═════ Listed entries ═════

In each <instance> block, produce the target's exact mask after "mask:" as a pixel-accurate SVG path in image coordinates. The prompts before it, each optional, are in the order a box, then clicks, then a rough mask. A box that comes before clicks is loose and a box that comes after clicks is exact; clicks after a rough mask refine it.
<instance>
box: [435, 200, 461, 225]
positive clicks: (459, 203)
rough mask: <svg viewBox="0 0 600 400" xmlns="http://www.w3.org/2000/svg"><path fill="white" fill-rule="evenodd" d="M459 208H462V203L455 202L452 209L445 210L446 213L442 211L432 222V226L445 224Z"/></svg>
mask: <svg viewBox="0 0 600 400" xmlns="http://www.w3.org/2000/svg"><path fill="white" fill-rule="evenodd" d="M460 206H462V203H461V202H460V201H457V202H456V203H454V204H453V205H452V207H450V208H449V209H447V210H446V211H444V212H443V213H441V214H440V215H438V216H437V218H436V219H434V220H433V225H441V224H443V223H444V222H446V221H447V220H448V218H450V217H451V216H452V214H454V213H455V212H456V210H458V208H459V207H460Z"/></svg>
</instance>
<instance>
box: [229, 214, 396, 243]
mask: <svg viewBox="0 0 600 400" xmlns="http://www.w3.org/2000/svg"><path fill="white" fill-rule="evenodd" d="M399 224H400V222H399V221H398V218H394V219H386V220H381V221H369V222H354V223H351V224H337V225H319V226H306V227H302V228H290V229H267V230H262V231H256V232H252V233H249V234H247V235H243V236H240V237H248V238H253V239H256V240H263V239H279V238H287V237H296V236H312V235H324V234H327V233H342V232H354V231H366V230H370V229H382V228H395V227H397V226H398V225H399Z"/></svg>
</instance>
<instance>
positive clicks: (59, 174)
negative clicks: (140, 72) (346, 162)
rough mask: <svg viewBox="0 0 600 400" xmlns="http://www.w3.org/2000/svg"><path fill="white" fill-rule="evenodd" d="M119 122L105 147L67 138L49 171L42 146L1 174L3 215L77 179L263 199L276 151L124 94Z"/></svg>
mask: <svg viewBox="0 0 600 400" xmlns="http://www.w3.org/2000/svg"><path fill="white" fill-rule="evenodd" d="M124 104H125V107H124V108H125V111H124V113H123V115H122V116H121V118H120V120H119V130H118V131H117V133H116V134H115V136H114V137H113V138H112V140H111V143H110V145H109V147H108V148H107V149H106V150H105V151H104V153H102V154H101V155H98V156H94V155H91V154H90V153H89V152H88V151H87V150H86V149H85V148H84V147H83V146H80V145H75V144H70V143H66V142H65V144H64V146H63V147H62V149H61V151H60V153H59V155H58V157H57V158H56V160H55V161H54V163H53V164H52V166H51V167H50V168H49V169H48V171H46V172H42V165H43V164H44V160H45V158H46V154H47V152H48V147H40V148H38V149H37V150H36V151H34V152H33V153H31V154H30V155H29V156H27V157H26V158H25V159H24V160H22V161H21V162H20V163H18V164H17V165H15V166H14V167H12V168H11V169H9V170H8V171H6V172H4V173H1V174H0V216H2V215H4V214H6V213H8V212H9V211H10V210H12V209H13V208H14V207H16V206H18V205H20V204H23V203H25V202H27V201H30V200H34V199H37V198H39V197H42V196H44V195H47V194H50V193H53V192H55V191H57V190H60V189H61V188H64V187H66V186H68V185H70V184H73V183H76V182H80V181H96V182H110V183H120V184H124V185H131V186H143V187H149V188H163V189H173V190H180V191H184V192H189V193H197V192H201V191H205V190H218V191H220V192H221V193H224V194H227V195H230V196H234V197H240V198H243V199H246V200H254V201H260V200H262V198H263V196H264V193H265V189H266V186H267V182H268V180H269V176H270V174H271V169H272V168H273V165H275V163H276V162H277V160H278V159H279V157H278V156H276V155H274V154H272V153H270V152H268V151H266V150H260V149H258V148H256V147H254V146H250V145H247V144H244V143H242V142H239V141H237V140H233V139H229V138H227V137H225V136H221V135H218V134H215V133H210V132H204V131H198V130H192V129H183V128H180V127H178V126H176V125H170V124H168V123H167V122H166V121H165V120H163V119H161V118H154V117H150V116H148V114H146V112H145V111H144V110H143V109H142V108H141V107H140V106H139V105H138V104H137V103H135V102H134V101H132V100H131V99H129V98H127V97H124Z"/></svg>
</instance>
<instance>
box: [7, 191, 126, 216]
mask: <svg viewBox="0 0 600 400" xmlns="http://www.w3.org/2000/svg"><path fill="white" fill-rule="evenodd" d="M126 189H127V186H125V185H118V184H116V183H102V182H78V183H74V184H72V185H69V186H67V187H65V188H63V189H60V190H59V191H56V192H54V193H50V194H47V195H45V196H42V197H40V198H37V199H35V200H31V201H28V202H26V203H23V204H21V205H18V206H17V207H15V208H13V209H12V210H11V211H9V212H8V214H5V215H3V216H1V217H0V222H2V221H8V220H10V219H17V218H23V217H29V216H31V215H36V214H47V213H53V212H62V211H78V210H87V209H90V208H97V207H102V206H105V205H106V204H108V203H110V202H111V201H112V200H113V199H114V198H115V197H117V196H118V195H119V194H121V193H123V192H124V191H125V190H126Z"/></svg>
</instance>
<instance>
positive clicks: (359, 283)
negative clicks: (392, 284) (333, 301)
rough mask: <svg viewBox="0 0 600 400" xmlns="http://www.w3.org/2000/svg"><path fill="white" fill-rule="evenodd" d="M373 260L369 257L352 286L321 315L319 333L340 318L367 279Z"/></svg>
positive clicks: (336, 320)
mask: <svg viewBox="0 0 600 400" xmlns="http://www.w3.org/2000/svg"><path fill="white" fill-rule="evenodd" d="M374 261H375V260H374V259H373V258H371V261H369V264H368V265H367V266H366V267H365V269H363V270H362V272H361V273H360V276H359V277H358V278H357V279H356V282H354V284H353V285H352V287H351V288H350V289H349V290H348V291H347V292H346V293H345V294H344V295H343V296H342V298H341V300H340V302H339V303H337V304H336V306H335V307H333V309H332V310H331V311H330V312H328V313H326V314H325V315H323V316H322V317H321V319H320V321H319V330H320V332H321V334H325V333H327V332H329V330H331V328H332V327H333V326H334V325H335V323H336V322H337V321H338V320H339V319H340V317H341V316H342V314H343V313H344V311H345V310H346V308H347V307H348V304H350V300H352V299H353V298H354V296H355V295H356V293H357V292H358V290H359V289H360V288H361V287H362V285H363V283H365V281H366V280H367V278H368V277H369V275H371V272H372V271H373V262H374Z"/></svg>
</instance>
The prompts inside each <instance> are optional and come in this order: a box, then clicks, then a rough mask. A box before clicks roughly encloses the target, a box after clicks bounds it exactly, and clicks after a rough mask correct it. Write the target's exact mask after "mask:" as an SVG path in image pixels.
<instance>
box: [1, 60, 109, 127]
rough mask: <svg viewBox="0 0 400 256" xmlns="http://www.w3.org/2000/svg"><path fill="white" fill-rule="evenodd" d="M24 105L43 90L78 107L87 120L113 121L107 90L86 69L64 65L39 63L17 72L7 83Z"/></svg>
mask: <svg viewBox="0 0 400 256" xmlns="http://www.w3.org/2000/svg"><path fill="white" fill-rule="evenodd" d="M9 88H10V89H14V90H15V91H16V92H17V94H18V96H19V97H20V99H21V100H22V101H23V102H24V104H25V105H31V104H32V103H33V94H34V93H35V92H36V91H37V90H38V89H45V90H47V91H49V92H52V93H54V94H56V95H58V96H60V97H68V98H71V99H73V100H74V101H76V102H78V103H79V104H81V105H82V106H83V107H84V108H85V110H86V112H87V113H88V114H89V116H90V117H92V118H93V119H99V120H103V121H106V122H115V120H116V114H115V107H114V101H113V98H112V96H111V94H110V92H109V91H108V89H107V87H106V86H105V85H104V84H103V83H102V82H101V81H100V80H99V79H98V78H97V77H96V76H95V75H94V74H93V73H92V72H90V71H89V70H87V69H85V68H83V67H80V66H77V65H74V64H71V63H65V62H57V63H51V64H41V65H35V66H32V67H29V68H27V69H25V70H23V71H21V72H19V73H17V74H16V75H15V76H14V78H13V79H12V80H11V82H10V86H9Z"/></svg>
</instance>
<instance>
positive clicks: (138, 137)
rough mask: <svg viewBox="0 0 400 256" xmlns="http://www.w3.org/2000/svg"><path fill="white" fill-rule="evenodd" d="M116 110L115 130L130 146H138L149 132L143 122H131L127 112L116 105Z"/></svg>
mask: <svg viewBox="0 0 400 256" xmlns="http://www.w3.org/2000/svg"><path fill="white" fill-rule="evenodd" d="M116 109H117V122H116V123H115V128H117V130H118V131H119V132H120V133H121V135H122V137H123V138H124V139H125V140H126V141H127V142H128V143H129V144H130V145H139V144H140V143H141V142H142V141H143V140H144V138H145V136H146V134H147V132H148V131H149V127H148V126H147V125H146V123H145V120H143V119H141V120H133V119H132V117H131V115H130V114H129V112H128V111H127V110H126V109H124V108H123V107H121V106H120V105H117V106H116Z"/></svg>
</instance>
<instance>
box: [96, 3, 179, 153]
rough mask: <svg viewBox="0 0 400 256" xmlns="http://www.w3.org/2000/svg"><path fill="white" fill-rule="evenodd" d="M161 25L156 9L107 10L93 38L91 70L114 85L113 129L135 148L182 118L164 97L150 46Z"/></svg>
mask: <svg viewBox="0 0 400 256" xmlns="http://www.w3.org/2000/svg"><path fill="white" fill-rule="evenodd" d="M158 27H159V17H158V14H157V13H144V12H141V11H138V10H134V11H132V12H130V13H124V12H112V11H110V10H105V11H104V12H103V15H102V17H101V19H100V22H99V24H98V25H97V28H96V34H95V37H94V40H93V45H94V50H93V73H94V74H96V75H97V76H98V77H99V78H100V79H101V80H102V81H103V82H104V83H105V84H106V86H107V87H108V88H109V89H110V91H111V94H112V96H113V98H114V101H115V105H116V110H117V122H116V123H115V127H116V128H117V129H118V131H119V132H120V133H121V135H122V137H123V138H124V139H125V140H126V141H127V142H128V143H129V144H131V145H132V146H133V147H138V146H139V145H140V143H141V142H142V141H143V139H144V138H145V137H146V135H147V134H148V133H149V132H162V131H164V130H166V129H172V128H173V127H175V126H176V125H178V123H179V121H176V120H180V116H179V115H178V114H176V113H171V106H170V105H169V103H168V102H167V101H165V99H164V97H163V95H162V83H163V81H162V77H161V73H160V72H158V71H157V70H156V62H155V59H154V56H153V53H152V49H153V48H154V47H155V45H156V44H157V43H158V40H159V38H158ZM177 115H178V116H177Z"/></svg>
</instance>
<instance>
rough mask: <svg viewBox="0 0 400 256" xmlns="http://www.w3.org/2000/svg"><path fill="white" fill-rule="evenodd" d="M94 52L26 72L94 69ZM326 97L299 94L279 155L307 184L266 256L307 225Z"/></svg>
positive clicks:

═════

**Task details**
Which lines hold the string "negative"? Copy all of them from the data above.

**Answer for the task**
negative clicks: (140, 72) (346, 162)
negative clicks: (392, 284) (333, 301)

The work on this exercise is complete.